Problem description -> Copy everything from the start of the rows down to the line containing "23], [292, 4]]", requests included, and offset every vertex coordinate in the answers by adding 91. Leave all numbers in the requests and their format descriptions as they are.

Material provided ->
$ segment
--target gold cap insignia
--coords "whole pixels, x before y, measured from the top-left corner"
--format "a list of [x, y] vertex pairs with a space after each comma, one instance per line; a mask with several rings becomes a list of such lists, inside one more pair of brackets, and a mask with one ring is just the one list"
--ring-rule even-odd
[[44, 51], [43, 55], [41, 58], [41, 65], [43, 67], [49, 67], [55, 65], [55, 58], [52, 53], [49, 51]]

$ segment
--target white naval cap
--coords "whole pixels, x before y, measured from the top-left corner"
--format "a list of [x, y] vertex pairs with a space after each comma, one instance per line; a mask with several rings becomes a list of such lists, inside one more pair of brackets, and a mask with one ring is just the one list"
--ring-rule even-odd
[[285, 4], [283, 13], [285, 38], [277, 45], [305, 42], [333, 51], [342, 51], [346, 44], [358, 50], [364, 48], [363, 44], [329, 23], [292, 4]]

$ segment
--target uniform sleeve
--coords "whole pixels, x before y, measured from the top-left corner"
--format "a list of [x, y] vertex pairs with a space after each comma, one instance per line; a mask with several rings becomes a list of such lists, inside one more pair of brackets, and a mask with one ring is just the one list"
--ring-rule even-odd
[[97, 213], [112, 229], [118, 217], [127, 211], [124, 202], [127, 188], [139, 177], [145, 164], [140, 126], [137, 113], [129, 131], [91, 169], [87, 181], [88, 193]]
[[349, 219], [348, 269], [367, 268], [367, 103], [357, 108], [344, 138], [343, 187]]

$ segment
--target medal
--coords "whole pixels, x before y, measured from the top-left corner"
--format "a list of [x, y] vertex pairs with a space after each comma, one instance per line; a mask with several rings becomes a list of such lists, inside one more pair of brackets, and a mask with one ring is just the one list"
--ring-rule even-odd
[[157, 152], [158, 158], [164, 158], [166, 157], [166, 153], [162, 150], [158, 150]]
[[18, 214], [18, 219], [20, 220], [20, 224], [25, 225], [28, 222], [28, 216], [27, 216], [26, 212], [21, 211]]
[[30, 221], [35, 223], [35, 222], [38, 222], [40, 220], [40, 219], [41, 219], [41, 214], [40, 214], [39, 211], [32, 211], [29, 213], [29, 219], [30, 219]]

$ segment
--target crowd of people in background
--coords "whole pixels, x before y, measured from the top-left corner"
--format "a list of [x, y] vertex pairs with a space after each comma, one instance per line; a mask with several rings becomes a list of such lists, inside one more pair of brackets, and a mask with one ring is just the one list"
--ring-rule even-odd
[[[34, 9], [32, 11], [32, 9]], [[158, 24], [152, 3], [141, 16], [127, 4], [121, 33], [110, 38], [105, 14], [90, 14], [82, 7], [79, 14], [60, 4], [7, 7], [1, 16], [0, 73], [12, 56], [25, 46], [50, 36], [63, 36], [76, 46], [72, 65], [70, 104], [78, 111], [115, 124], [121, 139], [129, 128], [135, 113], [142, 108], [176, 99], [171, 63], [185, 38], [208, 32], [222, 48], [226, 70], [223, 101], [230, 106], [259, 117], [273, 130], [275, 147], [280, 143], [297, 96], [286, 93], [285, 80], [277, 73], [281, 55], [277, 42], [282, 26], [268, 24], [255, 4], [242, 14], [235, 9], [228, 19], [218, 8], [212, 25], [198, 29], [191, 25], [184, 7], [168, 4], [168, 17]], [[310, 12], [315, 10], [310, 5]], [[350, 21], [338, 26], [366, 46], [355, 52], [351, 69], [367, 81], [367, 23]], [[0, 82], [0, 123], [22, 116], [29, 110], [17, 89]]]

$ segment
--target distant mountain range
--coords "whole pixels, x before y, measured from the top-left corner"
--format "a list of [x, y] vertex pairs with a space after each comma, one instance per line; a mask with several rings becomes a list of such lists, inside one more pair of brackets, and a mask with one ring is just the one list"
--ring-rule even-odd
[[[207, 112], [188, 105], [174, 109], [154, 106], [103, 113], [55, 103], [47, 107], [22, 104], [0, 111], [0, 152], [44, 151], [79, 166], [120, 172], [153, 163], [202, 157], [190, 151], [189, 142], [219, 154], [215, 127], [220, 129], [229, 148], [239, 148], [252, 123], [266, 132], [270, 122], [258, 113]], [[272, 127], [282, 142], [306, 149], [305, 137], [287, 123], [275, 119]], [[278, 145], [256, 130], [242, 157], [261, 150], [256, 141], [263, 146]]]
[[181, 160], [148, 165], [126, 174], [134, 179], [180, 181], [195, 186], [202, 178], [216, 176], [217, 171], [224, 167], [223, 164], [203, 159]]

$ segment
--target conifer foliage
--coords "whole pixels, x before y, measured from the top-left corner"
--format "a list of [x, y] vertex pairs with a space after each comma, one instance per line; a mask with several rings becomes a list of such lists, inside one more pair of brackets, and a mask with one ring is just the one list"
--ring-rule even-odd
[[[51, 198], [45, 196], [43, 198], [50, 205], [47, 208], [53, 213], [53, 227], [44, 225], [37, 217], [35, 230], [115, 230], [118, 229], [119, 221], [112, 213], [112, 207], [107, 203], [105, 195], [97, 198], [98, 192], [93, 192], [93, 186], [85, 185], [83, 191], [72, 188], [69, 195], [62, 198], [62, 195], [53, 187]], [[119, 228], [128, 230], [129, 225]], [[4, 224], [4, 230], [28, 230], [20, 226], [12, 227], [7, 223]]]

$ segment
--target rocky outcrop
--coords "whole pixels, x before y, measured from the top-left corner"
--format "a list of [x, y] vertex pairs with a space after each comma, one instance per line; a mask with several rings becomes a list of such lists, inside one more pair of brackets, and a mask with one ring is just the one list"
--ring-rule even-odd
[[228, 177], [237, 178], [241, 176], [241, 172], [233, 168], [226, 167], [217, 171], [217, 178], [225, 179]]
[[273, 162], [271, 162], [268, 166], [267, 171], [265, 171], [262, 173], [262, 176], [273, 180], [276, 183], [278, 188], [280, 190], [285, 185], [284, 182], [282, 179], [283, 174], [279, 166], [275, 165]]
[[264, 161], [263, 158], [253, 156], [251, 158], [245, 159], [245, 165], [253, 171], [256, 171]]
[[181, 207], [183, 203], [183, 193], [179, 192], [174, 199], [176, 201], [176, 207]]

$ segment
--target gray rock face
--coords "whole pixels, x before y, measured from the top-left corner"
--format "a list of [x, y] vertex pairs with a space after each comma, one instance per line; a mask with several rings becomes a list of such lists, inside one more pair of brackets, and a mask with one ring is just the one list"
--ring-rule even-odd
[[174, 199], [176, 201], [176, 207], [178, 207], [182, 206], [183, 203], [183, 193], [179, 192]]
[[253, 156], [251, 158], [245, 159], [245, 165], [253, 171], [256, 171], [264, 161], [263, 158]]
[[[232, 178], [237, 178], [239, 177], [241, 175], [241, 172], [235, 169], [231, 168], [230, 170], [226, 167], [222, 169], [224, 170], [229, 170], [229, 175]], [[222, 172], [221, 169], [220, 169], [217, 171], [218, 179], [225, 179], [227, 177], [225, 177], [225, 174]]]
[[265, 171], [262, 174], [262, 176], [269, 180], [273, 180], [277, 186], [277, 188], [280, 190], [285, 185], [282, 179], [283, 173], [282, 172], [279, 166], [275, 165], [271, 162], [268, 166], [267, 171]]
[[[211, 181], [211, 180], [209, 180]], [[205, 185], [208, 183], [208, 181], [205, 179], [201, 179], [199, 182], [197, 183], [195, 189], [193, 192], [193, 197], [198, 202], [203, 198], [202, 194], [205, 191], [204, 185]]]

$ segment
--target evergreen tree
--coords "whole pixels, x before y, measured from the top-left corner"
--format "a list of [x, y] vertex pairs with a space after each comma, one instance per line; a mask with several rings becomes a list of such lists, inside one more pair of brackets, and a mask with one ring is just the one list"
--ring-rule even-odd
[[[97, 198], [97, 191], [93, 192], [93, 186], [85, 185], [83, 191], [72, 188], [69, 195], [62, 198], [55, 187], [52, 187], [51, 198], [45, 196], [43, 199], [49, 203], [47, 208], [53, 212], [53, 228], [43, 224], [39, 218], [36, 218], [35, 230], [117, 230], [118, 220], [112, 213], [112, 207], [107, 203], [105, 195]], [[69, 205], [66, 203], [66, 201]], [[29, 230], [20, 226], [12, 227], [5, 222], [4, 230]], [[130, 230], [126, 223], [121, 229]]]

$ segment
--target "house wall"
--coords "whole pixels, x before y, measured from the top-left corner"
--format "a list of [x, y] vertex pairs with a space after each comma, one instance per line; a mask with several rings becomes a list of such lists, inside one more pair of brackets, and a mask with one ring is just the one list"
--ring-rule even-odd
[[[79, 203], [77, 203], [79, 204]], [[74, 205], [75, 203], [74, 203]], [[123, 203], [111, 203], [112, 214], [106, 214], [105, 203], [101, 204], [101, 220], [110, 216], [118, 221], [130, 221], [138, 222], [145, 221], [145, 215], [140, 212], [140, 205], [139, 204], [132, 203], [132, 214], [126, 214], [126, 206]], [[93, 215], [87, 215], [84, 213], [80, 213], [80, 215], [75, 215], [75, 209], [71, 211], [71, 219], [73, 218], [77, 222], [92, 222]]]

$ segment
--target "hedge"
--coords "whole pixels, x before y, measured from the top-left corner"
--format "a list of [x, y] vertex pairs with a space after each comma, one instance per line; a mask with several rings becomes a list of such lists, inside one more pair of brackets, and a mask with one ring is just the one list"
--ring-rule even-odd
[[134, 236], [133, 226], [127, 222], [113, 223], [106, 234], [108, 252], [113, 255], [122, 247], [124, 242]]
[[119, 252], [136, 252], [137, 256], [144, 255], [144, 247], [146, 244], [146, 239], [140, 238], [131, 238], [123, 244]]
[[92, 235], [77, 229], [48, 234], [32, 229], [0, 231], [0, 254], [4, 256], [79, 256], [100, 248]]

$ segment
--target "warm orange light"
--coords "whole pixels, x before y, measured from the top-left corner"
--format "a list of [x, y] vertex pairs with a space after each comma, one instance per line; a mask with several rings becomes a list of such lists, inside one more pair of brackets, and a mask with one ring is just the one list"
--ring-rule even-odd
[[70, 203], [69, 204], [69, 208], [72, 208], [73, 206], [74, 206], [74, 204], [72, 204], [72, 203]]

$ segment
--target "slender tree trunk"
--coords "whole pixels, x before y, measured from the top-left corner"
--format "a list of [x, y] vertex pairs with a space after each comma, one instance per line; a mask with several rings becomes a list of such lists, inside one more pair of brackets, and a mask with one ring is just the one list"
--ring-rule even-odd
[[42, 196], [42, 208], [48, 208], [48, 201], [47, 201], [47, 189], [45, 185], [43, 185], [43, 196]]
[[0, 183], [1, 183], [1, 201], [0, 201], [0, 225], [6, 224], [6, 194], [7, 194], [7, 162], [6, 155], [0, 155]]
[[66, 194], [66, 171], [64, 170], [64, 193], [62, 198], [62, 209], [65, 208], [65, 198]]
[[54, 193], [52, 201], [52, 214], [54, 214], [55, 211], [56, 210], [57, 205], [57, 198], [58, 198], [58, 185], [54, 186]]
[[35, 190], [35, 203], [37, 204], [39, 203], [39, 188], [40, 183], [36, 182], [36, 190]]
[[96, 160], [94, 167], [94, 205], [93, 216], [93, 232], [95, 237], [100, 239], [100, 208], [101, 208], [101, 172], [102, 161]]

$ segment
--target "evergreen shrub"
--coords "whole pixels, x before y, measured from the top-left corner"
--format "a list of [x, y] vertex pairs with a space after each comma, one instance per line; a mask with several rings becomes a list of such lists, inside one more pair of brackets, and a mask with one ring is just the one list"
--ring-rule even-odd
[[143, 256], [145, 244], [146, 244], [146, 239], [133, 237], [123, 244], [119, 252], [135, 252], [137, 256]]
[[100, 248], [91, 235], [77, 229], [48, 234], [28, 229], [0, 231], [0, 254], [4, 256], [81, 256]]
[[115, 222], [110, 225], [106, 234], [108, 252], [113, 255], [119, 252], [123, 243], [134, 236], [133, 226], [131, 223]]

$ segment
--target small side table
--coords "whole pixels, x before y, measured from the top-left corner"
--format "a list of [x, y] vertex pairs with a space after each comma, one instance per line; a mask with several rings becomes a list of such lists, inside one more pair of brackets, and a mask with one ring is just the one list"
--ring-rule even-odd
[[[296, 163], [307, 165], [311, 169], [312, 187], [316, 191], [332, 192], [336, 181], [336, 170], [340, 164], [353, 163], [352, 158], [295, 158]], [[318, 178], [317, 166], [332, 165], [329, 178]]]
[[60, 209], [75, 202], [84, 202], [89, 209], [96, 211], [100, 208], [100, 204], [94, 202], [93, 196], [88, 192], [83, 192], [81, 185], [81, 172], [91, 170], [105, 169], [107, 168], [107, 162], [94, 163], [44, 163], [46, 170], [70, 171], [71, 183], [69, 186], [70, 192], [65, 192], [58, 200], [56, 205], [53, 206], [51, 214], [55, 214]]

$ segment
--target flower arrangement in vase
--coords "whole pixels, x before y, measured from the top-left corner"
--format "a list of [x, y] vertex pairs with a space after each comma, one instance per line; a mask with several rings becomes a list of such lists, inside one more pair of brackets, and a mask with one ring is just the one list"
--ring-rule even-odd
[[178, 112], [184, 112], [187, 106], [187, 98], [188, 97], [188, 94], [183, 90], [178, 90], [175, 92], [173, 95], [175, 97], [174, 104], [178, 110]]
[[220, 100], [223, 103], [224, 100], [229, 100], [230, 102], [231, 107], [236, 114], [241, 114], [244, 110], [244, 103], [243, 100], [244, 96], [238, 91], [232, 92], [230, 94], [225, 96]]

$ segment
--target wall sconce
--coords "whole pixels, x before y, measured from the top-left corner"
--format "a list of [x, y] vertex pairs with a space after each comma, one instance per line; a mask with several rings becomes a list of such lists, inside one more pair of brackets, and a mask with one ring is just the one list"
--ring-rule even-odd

Result below ->
$ segment
--target gold cap insignia
--coords "whole pixels, x before y, measured from the top-left corner"
--format "a list of [x, y] vertex pairs with a space after each comma, one instance per line; a mask with several rings becomes a list of such lists, inside one more pair of brackets, and a mask with one ring is just the one list"
--ring-rule even-odd
[[135, 142], [134, 146], [132, 149], [132, 156], [134, 158], [140, 158], [146, 156], [146, 149], [143, 144], [140, 142]]

$ segment
--target white naval cap
--coords "whole pixels, x before y, measured from the top-left corner"
--format "a list of [x, y] vertex pairs with a space after each comma, one instance per line; a mask with several rings becomes a list of such lists, inside one more pair of brackets, and a mask with one ring is just the one list"
--ring-rule even-odd
[[376, 95], [374, 104], [376, 129], [368, 136], [396, 133], [424, 142], [433, 142], [437, 135], [449, 141], [455, 139], [454, 135], [420, 114], [383, 95]]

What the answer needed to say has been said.